## begin PROVIDED ENTRIES
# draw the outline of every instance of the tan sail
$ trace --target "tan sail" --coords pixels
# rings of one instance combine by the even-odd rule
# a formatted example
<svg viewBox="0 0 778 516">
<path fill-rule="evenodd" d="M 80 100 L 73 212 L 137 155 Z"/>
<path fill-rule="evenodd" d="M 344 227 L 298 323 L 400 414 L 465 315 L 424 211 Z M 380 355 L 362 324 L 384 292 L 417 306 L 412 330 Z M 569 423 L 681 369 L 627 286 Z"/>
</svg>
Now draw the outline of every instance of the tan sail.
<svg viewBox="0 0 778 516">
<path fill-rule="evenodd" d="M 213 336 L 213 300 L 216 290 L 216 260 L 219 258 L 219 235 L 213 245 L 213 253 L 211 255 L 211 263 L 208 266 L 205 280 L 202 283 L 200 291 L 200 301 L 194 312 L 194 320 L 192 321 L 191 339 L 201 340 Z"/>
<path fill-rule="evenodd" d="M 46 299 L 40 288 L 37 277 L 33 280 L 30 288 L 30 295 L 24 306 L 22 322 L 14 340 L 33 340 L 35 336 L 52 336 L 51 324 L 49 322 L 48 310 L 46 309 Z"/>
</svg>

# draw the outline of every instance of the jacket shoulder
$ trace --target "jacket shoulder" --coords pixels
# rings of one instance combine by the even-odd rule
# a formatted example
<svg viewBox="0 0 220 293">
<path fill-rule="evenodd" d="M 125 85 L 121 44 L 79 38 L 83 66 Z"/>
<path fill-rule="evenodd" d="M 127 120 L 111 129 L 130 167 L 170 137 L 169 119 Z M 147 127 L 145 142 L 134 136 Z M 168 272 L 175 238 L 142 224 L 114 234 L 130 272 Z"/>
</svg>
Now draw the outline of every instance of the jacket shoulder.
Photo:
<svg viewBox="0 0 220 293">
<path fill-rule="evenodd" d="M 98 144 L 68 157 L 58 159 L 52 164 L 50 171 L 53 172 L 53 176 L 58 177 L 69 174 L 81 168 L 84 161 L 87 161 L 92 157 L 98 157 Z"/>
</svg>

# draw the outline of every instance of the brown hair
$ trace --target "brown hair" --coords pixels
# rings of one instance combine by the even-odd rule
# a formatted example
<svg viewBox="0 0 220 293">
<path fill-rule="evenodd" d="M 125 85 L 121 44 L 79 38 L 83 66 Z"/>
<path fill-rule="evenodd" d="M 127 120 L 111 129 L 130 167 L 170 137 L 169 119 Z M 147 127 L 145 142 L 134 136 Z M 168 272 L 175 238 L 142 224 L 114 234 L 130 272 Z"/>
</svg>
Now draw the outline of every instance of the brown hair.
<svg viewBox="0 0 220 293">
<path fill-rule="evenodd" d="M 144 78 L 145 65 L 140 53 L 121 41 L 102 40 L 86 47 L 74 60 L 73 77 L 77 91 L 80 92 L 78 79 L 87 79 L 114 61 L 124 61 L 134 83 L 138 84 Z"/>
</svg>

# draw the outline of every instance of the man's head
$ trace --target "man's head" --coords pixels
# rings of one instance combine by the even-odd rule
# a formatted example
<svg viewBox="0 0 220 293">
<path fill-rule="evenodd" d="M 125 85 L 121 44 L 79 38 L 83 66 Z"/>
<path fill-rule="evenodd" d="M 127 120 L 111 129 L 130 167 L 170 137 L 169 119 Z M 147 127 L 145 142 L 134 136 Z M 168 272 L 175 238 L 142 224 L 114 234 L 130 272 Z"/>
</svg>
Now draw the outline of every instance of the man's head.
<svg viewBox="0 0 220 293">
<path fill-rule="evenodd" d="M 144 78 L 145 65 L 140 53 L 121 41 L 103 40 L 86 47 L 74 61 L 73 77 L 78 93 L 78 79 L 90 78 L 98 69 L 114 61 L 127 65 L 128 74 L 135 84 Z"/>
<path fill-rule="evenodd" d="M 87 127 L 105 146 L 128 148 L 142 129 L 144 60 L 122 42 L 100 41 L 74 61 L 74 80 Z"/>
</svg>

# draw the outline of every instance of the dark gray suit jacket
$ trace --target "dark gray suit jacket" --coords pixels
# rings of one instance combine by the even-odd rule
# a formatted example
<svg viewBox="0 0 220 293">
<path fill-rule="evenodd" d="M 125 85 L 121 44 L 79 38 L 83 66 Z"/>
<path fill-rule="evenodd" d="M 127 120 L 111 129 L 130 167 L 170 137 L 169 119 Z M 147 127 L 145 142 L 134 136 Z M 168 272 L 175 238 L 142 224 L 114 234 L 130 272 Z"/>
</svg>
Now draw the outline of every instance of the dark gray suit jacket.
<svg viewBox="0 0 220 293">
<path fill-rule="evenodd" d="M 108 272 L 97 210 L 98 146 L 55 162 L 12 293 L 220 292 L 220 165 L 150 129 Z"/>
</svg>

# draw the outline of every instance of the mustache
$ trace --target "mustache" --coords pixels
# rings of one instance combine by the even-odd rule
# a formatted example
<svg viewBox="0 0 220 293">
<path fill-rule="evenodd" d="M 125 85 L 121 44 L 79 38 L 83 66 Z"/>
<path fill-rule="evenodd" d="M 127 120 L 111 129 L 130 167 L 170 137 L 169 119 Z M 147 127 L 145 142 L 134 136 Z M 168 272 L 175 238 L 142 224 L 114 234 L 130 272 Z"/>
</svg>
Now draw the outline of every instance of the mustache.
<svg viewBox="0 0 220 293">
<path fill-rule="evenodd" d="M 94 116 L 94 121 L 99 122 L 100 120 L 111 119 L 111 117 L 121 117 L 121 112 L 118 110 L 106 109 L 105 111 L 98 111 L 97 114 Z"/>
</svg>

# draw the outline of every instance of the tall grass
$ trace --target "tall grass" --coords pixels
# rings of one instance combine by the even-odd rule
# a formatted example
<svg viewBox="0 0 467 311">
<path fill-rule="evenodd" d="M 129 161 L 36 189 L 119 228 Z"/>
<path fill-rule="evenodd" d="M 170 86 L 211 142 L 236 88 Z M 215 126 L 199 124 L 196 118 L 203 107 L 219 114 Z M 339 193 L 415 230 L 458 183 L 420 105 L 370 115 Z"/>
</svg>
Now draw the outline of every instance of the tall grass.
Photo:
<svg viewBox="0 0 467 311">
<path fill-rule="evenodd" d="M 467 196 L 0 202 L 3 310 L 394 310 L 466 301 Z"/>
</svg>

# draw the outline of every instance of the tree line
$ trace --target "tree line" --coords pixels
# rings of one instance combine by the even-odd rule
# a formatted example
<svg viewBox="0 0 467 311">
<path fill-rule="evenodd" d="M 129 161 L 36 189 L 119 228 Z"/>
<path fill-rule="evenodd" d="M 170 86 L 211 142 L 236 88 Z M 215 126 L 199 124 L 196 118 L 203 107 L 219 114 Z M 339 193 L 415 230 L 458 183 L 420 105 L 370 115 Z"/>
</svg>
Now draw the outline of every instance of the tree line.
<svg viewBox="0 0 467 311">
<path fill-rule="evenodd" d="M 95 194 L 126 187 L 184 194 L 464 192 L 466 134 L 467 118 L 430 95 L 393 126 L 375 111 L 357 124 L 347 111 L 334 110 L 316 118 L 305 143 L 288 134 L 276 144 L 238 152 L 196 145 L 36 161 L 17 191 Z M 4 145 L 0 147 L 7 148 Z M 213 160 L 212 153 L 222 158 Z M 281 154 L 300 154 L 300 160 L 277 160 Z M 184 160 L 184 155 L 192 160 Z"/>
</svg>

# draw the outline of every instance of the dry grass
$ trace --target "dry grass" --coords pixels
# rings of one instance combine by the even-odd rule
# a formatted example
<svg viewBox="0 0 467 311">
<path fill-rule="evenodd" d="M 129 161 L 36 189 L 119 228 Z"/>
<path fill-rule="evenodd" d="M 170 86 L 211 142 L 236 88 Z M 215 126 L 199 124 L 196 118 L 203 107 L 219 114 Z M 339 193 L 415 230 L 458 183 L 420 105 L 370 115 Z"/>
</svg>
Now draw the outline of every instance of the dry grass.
## end PROVIDED ENTRIES
--- WHAT TO PRODUCE ---
Quote the rows above word for word, from their first line through the line containing "80 100 L 73", including both of those lines.

--- ANSWER ---
# draw the outline of every instance of the tan sail
$ trace --target "tan sail" --coords pixels
# rings of one instance combine by the even-odd rule
# a formatted example
<svg viewBox="0 0 778 516">
<path fill-rule="evenodd" d="M 80 100 L 73 212 L 137 155 Z"/>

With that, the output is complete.